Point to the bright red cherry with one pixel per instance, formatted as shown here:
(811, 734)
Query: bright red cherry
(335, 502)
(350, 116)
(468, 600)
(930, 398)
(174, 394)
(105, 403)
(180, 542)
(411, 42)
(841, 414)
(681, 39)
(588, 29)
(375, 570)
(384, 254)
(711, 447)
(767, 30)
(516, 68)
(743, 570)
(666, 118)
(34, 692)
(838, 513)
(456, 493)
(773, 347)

──────────

*Task brief*.
A verbatim copy of all the entries above is requested.

*Problem solution*.
Point to the bright red cherry with one pixel per instance, formatted as shown here:
(811, 734)
Query: bright red cherry
(335, 502)
(350, 116)
(468, 600)
(930, 398)
(174, 394)
(105, 403)
(180, 542)
(411, 42)
(841, 414)
(681, 39)
(588, 29)
(375, 570)
(384, 254)
(711, 447)
(767, 30)
(516, 68)
(743, 570)
(666, 118)
(34, 692)
(838, 513)
(456, 493)
(773, 347)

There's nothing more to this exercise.